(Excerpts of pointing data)

━━━━

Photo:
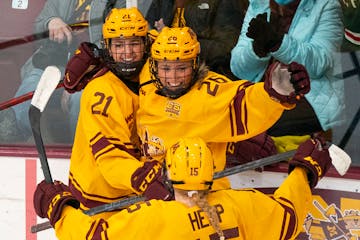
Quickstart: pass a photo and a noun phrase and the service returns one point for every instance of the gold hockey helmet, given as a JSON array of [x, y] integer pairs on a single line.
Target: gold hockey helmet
[[175, 44], [124, 22]]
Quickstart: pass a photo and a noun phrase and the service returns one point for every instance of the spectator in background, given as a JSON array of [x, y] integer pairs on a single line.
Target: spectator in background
[[198, 212], [304, 31], [216, 23], [57, 17], [351, 12]]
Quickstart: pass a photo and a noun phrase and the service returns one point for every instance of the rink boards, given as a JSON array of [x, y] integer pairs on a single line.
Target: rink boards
[[335, 210]]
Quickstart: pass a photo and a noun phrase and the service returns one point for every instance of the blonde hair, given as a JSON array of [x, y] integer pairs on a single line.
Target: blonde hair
[[199, 198]]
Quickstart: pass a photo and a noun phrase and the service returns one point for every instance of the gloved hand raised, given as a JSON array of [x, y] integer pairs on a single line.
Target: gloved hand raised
[[81, 68], [313, 155], [287, 83], [149, 181], [267, 36], [50, 199]]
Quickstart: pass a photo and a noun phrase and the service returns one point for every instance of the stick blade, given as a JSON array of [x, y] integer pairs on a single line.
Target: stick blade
[[46, 86], [339, 159]]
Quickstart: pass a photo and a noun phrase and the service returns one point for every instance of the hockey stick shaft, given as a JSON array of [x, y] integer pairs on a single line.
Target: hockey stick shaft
[[227, 172], [132, 200], [92, 211], [36, 36], [21, 99], [48, 82]]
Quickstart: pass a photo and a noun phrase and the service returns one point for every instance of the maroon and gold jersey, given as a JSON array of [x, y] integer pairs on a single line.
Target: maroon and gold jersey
[[104, 153], [216, 109], [244, 214]]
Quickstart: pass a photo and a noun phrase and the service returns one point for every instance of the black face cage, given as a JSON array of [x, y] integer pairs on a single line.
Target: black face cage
[[168, 92], [125, 71]]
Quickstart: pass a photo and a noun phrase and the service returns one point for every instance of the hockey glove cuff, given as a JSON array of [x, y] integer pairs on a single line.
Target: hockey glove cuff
[[81, 68], [50, 199], [313, 155], [149, 181]]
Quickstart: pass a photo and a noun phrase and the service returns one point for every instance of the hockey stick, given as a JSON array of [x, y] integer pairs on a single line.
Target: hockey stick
[[46, 86], [37, 36], [342, 160], [20, 99]]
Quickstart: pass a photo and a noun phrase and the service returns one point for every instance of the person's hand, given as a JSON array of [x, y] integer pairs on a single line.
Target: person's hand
[[267, 36], [312, 155], [50, 199], [59, 31], [82, 67], [150, 181], [287, 83]]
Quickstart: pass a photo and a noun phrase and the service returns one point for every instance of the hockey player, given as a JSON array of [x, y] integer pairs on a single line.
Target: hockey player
[[106, 146], [184, 99], [197, 213]]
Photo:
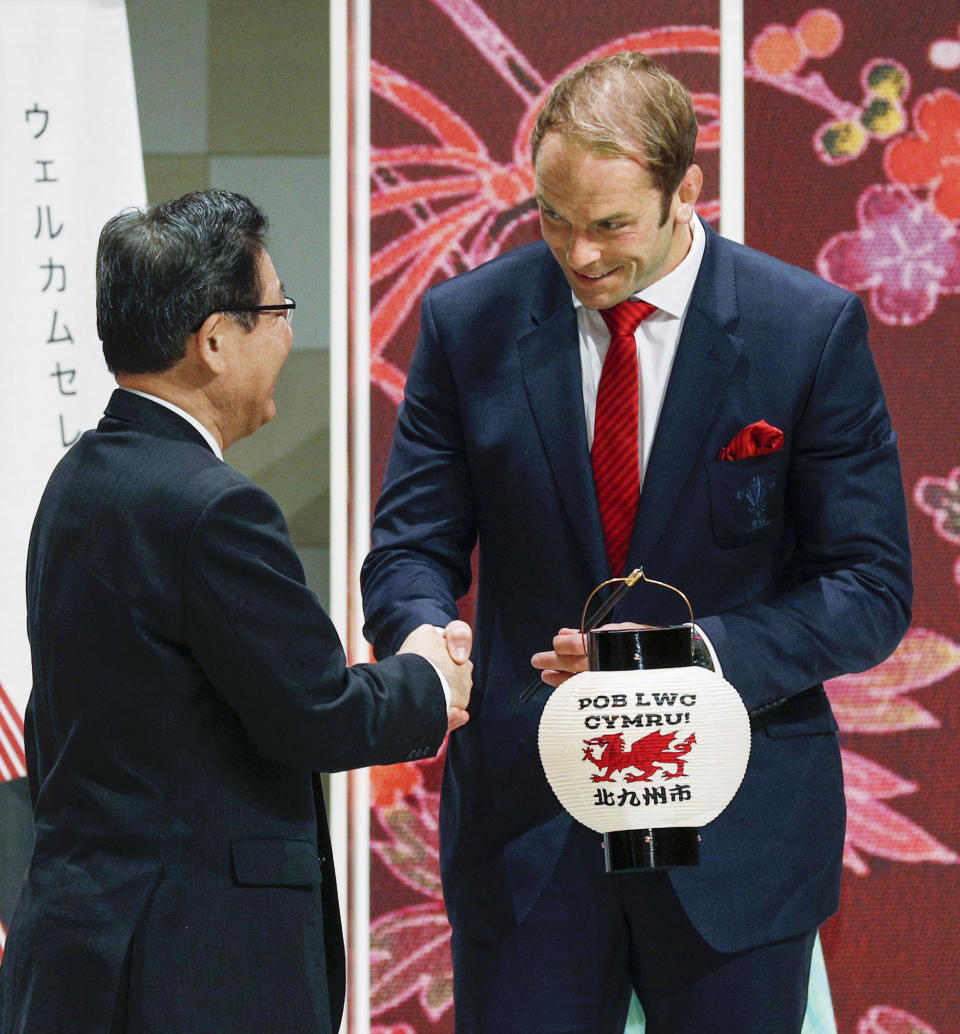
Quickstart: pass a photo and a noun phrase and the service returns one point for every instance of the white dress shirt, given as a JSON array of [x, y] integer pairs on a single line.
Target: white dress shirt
[[192, 421]]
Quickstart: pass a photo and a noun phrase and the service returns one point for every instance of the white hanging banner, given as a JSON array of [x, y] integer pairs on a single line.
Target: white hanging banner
[[71, 158]]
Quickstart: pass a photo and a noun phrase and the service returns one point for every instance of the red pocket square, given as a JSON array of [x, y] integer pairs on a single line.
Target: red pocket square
[[755, 439]]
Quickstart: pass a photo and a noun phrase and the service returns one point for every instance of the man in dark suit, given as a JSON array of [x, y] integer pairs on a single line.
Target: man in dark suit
[[795, 556], [186, 682]]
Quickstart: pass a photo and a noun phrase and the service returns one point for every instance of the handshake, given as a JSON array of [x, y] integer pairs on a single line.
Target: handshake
[[448, 649]]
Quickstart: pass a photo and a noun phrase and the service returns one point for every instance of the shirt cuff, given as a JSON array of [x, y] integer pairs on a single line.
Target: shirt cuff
[[445, 686]]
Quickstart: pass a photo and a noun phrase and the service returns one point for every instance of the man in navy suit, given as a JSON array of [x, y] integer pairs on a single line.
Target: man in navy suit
[[186, 681], [795, 557]]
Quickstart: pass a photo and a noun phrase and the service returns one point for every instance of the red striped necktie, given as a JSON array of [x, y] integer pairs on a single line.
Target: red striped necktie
[[616, 450]]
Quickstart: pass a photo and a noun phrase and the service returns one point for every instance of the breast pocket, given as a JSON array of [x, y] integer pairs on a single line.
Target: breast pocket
[[746, 498]]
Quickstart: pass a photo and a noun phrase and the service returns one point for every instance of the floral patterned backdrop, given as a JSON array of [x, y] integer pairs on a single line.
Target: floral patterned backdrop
[[852, 170]]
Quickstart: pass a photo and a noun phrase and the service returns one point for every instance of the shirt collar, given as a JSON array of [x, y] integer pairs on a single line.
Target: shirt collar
[[671, 293], [192, 421]]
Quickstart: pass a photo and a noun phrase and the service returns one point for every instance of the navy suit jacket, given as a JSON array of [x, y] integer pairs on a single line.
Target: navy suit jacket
[[186, 683], [797, 564]]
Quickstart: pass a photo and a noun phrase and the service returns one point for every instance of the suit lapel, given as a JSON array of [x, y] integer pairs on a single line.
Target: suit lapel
[[550, 366], [706, 358]]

━━━━

▶ _TO DO_: Could you copy out, character for character, the lines in the records beginning with the line that contains "of the rink" and continuing through the line that contains "[[335, 210]]", with both of those lines included?

▶ _ANSWER TO THE TASK_:
Quickstart: pass a photo and a noun phrase and the service returns one point for every instance of the rink boards, given as a JSON array of [x, y] integer pairs on a single line.
Target: rink boards
[[335, 210]]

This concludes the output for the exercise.